GOAL A:
Answer these questions about the passage on the SmartFusion FFT co-processor:
(i) Which processor acts as the master in the example design?
(ii) For how many channels of real-time data does the application note describe computing frequency components?
(iii) Which controller does the Cortex-M3 processor use for data transfer?

This example design uses the Cortex-M3 processor in the SmartFusion MSS as a master and the FFT processor in the FPGA fabric as a slave. All three of the SmartFusion cSoC A2F500's ADCs are used for data acquisition. The example design uses Microsemi's CoreFFT IP and the advanced peripheral bus interface (CoreAPB3). A custom-made APB3 interface has been developed to connect CoreFFT with the MSS via CoreAPB3. The Cortex-M3 processor uses the PDMA controller in the MSS for the data transfer and thus helps to free up the Cortex-M3 processor instruction bandwidth.

A basic understanding of the SmartFusion design flow is assumed. Refer to *Using UART with SmartFusion - Microsemi Libero*<sup>®</sup> *SoC and SoftConsole Flow Tutorial* to understand the SmartFusion design flow.



SmartFusion cSoC: Multi-Channel FFT Co-Processor Using FPGA Fabric

## **Design Overview**

This design example demonstrates the capability of the SmartFusion cSoC device to compute the FFT for multiple data channels. The FFT computation is a complex task that utilizes extensive logic resources and computation time. In general, for N number of channels, N number of FFT IP's are needed to be instantiated, which in turn utilize more logic resources on the FPGA. A way to avoid this limitation is to use the same FFT logic for multiple input channels.

This design illustrates the implementation of a Multichannel FFT to process multiple data channels through a single FFT and store FFT points in a buffer. The FFT computes the input data read from each channel and stores the N-point result in the respective channel's allocated buffer. The channel multiplexing is done once each channel buffer has been loaded with the FFT length.

Computing frequency components for a real time data of six channels is described in this application note. For sampling the input signals the AFE is used and the complex FFT computation is implemented in the fabric of the SmartFusion cSoC device. The Cortex-M3 processor in the MSS of the SmartFusion cSoC handles the buffer management and channel muxing.



Figure 1 depicts the block diagram of six channel FFT co-processor in FPGA fabric.

ENTRIES PROVIDED:
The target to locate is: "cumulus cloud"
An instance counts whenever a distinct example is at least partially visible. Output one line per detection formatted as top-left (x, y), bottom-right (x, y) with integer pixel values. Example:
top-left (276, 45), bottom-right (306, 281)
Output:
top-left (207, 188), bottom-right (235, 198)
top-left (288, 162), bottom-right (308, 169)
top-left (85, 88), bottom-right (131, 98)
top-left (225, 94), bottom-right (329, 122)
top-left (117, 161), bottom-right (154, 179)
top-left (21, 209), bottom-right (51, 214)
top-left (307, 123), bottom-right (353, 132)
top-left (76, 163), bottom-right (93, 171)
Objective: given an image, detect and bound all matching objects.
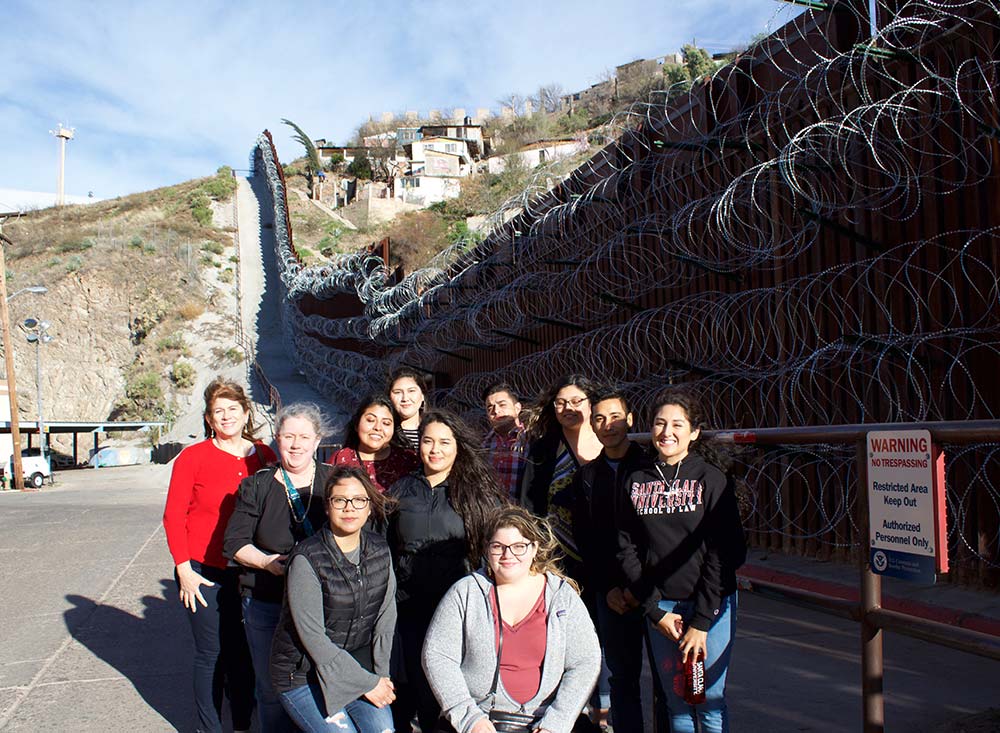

GOAL B: Express every line of the records as a Markdown table with the columns Line and Content, giving each line its row number and omitting blank lines. Leave the pictures out.

FINISHED ANSWER A:
(i) The Cortex-M3 processor in the SmartFusion MSS.
(ii) Six.
(iii) The PDMA controller in the MSS.

FINISHED ANSWER B:
| Line | Content |
|---|---|
| 1 | The target to locate is: "cumulus cloud" |
| 2 | An instance counts whenever a distinct example is at least partially visible. Output one line per detection formatted as top-left (x, y), bottom-right (x, y) with integer pixel values. Example: |
| 3 | top-left (276, 45), bottom-right (306, 281) |
| 4 | Output: |
| 5 | top-left (207, 188), bottom-right (235, 198) |
| 6 | top-left (288, 162), bottom-right (308, 169) |
| 7 | top-left (85, 88), bottom-right (131, 98) |
| 8 | top-left (225, 94), bottom-right (329, 122) |
| 9 | top-left (117, 161), bottom-right (154, 179) |
| 10 | top-left (21, 209), bottom-right (51, 214) |
| 11 | top-left (307, 123), bottom-right (353, 132) |
| 12 | top-left (76, 163), bottom-right (93, 171) |
| 13 | Objective: given an image, detect and bound all matching objects. |